*** Information shown ***

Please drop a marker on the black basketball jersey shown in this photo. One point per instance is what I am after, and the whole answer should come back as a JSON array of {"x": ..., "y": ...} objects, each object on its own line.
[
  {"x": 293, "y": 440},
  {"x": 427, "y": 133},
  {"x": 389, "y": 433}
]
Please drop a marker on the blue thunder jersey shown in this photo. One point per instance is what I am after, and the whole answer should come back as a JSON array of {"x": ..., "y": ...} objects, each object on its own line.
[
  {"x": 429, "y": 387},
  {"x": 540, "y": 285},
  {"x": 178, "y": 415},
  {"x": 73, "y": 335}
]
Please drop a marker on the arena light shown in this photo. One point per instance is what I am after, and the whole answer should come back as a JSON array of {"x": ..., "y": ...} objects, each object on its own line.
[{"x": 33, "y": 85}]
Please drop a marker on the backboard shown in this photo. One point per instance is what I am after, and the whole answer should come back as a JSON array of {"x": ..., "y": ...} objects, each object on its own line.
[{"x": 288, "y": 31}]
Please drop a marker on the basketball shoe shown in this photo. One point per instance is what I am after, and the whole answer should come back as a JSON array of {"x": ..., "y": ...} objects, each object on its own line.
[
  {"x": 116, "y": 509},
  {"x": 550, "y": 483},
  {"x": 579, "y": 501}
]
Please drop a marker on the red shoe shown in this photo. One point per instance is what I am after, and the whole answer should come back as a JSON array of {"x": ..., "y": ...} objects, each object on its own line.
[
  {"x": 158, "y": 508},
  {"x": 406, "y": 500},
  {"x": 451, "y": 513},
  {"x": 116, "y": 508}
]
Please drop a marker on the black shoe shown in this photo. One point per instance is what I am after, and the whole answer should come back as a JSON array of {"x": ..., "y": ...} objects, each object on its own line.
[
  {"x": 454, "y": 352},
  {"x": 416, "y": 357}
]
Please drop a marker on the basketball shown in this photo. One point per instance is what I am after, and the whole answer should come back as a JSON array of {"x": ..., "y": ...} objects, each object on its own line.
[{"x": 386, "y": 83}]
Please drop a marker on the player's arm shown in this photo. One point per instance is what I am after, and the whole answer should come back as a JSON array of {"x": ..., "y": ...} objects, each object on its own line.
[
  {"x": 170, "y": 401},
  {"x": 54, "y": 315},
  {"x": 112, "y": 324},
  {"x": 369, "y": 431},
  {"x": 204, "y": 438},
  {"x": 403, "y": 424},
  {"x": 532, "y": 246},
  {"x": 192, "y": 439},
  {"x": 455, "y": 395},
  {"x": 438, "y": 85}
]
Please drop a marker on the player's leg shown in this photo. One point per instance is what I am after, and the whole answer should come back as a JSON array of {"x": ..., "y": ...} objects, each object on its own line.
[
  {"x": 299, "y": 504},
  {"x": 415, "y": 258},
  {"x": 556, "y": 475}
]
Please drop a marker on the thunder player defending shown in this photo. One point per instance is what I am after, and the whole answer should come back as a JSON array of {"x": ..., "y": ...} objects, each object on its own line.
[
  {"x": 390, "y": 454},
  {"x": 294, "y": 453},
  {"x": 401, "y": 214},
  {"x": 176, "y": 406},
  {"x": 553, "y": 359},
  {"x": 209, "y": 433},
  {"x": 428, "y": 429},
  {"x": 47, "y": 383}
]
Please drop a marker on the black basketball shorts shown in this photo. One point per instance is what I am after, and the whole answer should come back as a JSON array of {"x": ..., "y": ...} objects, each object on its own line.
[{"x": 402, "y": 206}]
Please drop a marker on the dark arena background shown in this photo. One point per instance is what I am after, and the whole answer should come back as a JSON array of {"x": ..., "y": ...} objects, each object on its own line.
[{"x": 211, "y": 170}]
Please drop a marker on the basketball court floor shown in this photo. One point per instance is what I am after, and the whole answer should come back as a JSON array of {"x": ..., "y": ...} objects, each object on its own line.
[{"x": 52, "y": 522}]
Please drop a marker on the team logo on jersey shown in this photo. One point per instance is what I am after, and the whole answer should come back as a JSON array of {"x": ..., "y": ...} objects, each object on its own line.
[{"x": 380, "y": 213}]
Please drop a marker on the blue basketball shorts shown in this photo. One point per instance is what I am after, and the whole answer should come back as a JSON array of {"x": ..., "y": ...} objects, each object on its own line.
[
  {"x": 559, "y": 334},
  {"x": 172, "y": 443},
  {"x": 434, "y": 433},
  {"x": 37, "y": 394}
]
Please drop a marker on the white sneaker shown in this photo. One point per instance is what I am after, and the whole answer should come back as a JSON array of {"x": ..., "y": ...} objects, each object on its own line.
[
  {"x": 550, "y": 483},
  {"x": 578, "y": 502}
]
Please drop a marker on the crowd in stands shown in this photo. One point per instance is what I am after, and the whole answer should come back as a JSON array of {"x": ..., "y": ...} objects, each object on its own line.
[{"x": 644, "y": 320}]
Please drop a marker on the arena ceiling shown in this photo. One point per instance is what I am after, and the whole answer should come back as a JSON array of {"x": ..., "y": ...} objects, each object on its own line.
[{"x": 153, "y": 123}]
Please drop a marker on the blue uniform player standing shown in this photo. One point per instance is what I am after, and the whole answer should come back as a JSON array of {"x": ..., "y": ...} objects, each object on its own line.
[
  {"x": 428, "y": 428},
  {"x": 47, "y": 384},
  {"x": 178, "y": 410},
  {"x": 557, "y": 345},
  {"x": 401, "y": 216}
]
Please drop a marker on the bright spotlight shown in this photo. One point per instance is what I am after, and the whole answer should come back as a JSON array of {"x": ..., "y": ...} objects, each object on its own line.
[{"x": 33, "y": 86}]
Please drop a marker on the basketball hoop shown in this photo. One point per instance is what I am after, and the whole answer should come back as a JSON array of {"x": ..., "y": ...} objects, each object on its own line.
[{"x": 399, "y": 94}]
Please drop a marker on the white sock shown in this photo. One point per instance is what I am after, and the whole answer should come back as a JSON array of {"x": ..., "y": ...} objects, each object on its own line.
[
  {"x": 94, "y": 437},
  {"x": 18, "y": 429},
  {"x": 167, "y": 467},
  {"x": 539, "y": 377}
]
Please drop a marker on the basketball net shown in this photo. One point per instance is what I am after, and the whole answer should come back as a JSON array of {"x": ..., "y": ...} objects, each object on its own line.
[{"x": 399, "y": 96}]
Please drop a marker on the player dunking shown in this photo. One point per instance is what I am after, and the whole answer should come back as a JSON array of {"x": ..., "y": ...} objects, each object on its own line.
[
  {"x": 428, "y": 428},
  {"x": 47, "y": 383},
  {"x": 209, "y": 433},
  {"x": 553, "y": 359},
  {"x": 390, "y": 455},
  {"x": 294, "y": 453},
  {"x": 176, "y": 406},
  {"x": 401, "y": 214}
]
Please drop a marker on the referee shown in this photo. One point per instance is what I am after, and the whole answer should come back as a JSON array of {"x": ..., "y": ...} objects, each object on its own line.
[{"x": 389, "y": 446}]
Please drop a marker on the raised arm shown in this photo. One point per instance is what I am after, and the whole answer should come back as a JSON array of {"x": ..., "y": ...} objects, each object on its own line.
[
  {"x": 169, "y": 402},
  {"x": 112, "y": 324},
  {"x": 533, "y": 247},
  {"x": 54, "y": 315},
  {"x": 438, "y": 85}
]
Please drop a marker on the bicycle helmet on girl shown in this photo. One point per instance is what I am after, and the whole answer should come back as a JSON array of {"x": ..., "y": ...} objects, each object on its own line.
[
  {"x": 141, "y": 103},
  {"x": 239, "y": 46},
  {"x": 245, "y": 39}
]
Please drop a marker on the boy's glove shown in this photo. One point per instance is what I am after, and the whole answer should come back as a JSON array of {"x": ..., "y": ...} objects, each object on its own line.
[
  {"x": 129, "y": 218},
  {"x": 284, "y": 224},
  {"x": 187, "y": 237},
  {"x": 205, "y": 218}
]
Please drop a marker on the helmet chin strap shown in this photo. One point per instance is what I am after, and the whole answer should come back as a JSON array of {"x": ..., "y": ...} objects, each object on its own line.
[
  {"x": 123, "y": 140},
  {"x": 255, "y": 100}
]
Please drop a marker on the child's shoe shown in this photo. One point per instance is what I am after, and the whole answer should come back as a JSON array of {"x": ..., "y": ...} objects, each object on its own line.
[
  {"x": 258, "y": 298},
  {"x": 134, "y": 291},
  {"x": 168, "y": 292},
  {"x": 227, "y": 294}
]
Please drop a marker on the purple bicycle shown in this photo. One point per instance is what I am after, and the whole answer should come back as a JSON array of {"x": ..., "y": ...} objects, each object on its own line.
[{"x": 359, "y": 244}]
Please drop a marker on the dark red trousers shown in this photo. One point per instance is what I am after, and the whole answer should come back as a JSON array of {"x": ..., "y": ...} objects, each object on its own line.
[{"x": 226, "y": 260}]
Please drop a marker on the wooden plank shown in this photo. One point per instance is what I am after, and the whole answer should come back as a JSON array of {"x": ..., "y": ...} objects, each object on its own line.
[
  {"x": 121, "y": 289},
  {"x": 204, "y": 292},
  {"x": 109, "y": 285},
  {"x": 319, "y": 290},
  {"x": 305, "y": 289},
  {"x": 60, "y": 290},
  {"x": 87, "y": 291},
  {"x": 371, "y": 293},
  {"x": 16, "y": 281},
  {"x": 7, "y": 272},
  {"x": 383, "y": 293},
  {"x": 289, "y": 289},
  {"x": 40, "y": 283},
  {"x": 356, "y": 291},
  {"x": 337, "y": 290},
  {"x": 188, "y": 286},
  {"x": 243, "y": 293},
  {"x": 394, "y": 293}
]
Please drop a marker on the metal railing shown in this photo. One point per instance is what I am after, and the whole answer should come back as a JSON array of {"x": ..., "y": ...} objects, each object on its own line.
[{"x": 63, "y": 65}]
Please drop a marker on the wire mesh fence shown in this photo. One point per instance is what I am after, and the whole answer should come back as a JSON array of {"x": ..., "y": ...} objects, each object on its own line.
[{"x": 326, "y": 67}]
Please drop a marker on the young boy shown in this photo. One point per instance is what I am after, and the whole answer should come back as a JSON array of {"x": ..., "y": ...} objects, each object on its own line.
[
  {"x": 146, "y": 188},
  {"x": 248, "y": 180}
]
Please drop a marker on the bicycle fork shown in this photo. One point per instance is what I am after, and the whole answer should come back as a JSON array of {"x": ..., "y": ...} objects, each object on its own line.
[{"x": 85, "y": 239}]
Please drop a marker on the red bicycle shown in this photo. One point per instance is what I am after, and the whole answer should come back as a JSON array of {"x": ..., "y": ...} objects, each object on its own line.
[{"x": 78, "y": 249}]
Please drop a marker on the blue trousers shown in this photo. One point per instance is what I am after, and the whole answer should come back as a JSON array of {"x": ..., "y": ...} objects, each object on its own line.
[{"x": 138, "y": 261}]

***

Exercise directions → The response must contain exactly the lines from the one with "Please drop a marker on the blue trousers" to the end of the entries above, both included, and nothing more.

Answer to the problem →
Please drop a marker on the blue trousers shown in this photo. One point per instance is what I am after, and the whole answer should come back as a JSON array of {"x": ..., "y": ...} objects, each object on its own line.
[{"x": 138, "y": 261}]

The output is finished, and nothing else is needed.